## start
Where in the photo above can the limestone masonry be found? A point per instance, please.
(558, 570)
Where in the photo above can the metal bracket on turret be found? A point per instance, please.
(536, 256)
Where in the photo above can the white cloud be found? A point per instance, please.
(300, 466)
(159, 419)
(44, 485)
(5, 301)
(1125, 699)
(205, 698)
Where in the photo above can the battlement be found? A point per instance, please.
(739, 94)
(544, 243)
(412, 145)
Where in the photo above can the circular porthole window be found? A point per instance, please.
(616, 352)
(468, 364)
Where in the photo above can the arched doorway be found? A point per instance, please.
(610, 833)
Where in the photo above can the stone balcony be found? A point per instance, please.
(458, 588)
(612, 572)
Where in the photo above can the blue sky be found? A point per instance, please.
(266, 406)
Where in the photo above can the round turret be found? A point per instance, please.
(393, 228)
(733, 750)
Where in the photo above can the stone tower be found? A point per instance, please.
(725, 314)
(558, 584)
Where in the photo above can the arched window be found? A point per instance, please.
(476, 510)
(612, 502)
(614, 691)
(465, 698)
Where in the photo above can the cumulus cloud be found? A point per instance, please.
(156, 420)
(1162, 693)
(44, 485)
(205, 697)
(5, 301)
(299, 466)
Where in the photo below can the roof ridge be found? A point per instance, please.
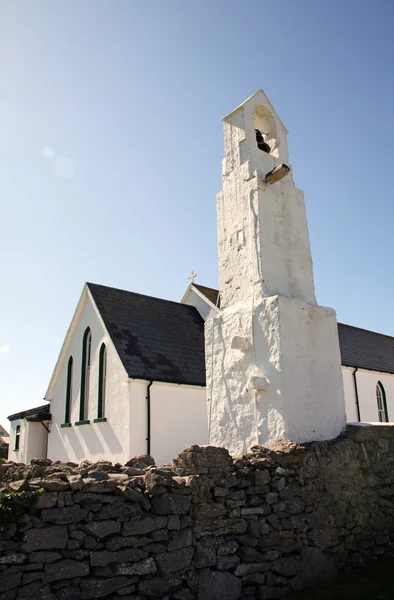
(110, 287)
(367, 330)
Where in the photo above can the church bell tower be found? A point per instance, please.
(272, 354)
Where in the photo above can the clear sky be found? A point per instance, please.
(111, 146)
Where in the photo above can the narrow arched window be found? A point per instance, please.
(383, 414)
(85, 375)
(102, 382)
(69, 390)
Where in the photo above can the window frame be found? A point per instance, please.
(102, 381)
(85, 377)
(383, 415)
(69, 389)
(17, 438)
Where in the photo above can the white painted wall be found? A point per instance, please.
(178, 419)
(350, 395)
(32, 441)
(109, 440)
(268, 299)
(178, 413)
(193, 298)
(17, 456)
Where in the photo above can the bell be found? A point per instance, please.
(277, 174)
(261, 144)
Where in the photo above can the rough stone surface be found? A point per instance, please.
(262, 525)
(290, 384)
(219, 586)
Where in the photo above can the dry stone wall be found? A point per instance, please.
(207, 526)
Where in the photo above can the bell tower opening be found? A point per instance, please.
(264, 124)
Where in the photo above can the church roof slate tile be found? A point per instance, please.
(38, 413)
(359, 347)
(156, 339)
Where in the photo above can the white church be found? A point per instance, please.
(257, 361)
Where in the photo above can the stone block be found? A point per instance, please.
(64, 516)
(158, 587)
(99, 588)
(180, 539)
(51, 538)
(46, 500)
(146, 566)
(170, 562)
(226, 563)
(101, 529)
(104, 558)
(227, 548)
(44, 557)
(218, 586)
(144, 525)
(205, 554)
(261, 477)
(171, 504)
(66, 569)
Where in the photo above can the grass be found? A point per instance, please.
(375, 582)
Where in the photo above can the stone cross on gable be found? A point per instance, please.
(192, 277)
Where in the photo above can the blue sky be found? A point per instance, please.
(111, 146)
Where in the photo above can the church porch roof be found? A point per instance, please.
(359, 348)
(155, 339)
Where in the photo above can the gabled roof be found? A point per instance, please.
(366, 349)
(209, 293)
(359, 347)
(155, 339)
(39, 413)
(259, 92)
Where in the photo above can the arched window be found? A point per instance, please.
(102, 382)
(69, 391)
(85, 376)
(383, 414)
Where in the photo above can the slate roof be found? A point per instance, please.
(359, 347)
(39, 413)
(156, 339)
(209, 293)
(366, 349)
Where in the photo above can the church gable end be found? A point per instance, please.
(156, 339)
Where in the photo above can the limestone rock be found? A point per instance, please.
(66, 569)
(170, 562)
(99, 588)
(63, 516)
(171, 504)
(104, 558)
(158, 587)
(143, 526)
(101, 529)
(51, 538)
(218, 586)
(146, 566)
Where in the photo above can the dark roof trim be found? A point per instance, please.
(172, 382)
(156, 340)
(360, 348)
(39, 413)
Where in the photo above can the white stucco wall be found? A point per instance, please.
(350, 395)
(366, 386)
(32, 441)
(178, 413)
(178, 419)
(109, 440)
(275, 370)
(193, 298)
(19, 455)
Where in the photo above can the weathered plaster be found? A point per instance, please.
(288, 382)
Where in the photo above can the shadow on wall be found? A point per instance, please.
(95, 447)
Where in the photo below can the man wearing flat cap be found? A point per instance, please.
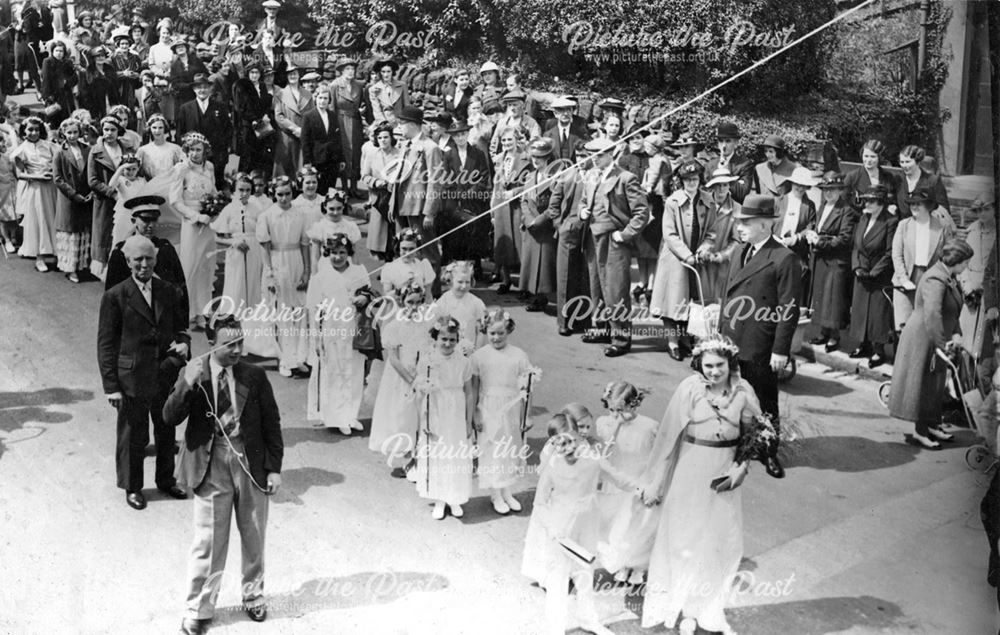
(211, 118)
(760, 309)
(728, 137)
(615, 207)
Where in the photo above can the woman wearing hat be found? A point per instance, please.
(349, 106)
(290, 106)
(831, 243)
(918, 377)
(252, 109)
(538, 240)
(58, 79)
(726, 243)
(510, 167)
(687, 223)
(916, 247)
(870, 174)
(770, 175)
(871, 266)
(388, 96)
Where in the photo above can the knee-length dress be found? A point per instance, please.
(337, 381)
(394, 417)
(699, 538)
(36, 199)
(500, 372)
(444, 458)
(197, 240)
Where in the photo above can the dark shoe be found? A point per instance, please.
(593, 336)
(256, 613)
(859, 352)
(617, 351)
(773, 467)
(174, 492)
(135, 500)
(190, 626)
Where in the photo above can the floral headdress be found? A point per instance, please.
(715, 342)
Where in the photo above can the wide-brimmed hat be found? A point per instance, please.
(411, 114)
(774, 141)
(832, 180)
(756, 206)
(803, 177)
(727, 130)
(541, 147)
(721, 175)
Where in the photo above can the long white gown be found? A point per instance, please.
(337, 381)
(444, 459)
(699, 540)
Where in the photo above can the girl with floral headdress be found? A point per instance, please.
(503, 380)
(692, 474)
(626, 439)
(334, 299)
(446, 403)
(405, 340)
(461, 304)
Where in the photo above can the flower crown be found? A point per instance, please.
(715, 342)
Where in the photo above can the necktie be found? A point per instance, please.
(223, 401)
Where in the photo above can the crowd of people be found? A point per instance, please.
(133, 130)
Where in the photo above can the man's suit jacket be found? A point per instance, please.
(320, 146)
(259, 423)
(767, 287)
(132, 338)
(416, 180)
(214, 123)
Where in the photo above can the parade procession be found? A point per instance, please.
(500, 317)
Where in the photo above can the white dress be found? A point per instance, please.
(500, 372)
(285, 230)
(444, 459)
(197, 241)
(699, 538)
(337, 381)
(468, 310)
(394, 417)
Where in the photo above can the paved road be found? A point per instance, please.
(869, 535)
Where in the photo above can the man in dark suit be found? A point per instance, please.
(615, 207)
(211, 118)
(231, 458)
(760, 309)
(321, 140)
(141, 343)
(562, 133)
(145, 214)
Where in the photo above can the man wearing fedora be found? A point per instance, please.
## end
**THE PROBLEM:**
Print every item above verbatim, from the first to the last, leaving out the pictures.

**EXERCISE ANSWER:**
Where in the photo above can the limestone masonry be found? A point per instance, please.
(558, 570)
Where in the photo above can the metal bracket on turret be found? A point per instance, please.
(536, 256)
Where in the photo above can the white cloud be found? A point per instance, please.
(300, 466)
(159, 419)
(44, 485)
(5, 301)
(1125, 699)
(205, 698)
Where in the photo above can the battlement be found? A point per instance, please.
(739, 94)
(544, 243)
(412, 145)
Where in the photo above can the circular porthole window be found? A point per instance, please.
(616, 352)
(468, 364)
Where in the photo above can the arched doorway be found? A point per instance, please.
(610, 833)
Where in the photo above can the stone balcony be found? A point per instance, please.
(458, 588)
(612, 572)
Where in the photo above can the blue sky be found? A point per instance, please.
(266, 406)
Where in the photo above can the round turret be found? A point per instance, please.
(393, 228)
(733, 750)
Where in the photo above can the stone tower be found? A point per instance, please.
(725, 314)
(558, 584)
Where in the photo above can the arched window be found? A point per instance, please.
(476, 510)
(612, 502)
(614, 691)
(465, 698)
Where in the photo above can the cumulus cloud be found? A point per instance, please.
(156, 420)
(1162, 693)
(44, 485)
(205, 697)
(5, 301)
(299, 466)
Where in the photo below can the roof ridge be found? A point per instance, please.
(110, 287)
(367, 330)
Where in the photo above can the church bell tower be found? A point per instance, please.
(272, 354)
Where in the photo above can the clear sky be found? A point per instance, please.
(111, 146)
Where in the photo above can the narrow arched window be found? A point per instance, please.
(383, 414)
(85, 375)
(102, 382)
(69, 390)
Where in the photo above can the window frame be found? A point per instance, please.
(102, 381)
(85, 377)
(383, 415)
(69, 389)
(17, 438)
Where in the photo above can the white painted wall be found? A point per instance, please.
(178, 419)
(350, 395)
(32, 441)
(109, 440)
(268, 299)
(178, 413)
(193, 298)
(17, 456)
Where in the photo above can the bell be found? A point per instance, please.
(277, 174)
(261, 144)
Where in the photo above can the rough stone surface be found? A point per instance, please.
(262, 525)
(290, 384)
(219, 586)
Where in the photo above can the dry stone wall be found? A point per instance, please.
(207, 526)
Where in the photo above can the bell tower opening be found? A point per instance, please.
(264, 124)
Where in the photo above can the church roof slate tile be found? A point per instance, please.
(38, 413)
(359, 347)
(156, 339)
Where in the photo above can the white church be found? A point per instance, please.
(257, 361)
Where in the photo above can the stone block be found? A point per instance, please.
(64, 516)
(158, 587)
(99, 588)
(180, 539)
(51, 538)
(46, 500)
(146, 566)
(170, 562)
(226, 563)
(101, 529)
(104, 558)
(227, 548)
(44, 557)
(218, 586)
(144, 525)
(205, 554)
(261, 477)
(171, 504)
(66, 569)
Where in the photo above can the grass be found? A point per instance, please.
(375, 582)
Where in the photo above can the stone cross on gable be found? A point per instance, please.
(192, 277)
Where in the photo above can the blue sky be found? A point per instance, please.
(111, 146)
Where in the photo above can the church porch roof be found? A point per instance, please.
(359, 348)
(155, 339)
Where in the photo above can the gabled roof be found? A point per instance, please.
(366, 349)
(209, 293)
(359, 347)
(155, 339)
(39, 413)
(259, 92)
Where in the photo above can the arched window be found? A point per instance, please.
(102, 382)
(69, 391)
(85, 376)
(383, 414)
Where in the photo above can the slate roof be found? A point per instance, please.
(359, 347)
(39, 413)
(156, 339)
(209, 293)
(366, 349)
Where in the photo above can the church gable end be found? A point per instance, please.
(156, 339)
Where in the photo above can the limestone rock be found? A point per instance, please.
(66, 569)
(170, 562)
(99, 588)
(63, 516)
(171, 504)
(104, 558)
(158, 587)
(143, 526)
(101, 529)
(51, 538)
(218, 586)
(146, 566)
Where in the photo above can the dark roof trim be found? A point per instance, please.
(172, 382)
(156, 340)
(360, 348)
(39, 413)
Where in the photo above can the white stucco wall be found? A point per instance, please.
(350, 395)
(366, 386)
(32, 441)
(178, 413)
(178, 419)
(109, 440)
(275, 370)
(193, 298)
(19, 455)
Where in the photo above can the weathered plaster be found? A point per instance, please.
(288, 382)
Where in the photo above can the shadow on wall be found? A point per instance, please.
(95, 447)
Where in the photo below can the man wearing flat cap be found? A point per instance, please.
(211, 118)
(760, 309)
(728, 137)
(615, 207)
Where in the photo above can the woman wearing hat be found? A point per instance, please.
(349, 106)
(290, 106)
(831, 243)
(918, 377)
(252, 109)
(538, 240)
(58, 79)
(726, 243)
(510, 167)
(687, 223)
(916, 247)
(870, 174)
(770, 175)
(871, 266)
(388, 96)
Where in the photo above can the knee-length dress be found? A point per instance, please.
(337, 381)
(394, 417)
(699, 538)
(36, 199)
(500, 372)
(444, 458)
(197, 240)
Where in the photo above can the dark shoe be found? A point per instance, please.
(593, 336)
(256, 613)
(859, 352)
(617, 351)
(773, 467)
(174, 492)
(135, 500)
(190, 626)
Where in the photo above can the floral headdress be found? A point per instance, please.
(715, 342)
Where in the photo above can the wide-brimmed hat be found? A point per instance, please.
(411, 114)
(774, 141)
(832, 180)
(756, 206)
(803, 177)
(727, 130)
(541, 147)
(721, 175)
Where in the photo above can the long white gown be found? A point per instance, please.
(337, 381)
(444, 459)
(699, 540)
Where in the photo above can the girl with floral headdress be found? A point per instance, please.
(503, 380)
(692, 474)
(626, 439)
(334, 299)
(446, 403)
(405, 340)
(461, 304)
Where in the photo above can the flower crown be found? A point per instance, please.
(715, 342)
Where in the photo above can the necktie be found? A point per instance, please.
(223, 401)
Where in the photo above can the crowd of people be found? A point per instance, please.
(133, 130)
Where in the photo above can the man's suit jacket be found? A point per instance, please.
(320, 146)
(259, 423)
(767, 287)
(132, 338)
(416, 180)
(214, 123)
Where in the photo above can the parade procession be found? A point per instance, please.
(500, 317)
Where in the photo above can the white dress be found? A point per instance, please.
(500, 372)
(285, 230)
(444, 459)
(197, 241)
(699, 538)
(337, 381)
(468, 310)
(394, 417)
Where in the photo above can the paved road be found? A point per instance, please.
(869, 535)
Where in the photo above can the man in dark suit be found? A point per instance, please.
(615, 207)
(211, 118)
(231, 458)
(760, 309)
(321, 140)
(141, 343)
(562, 133)
(145, 214)
Where in the photo above can the man wearing fedora be found? A point per instance, please.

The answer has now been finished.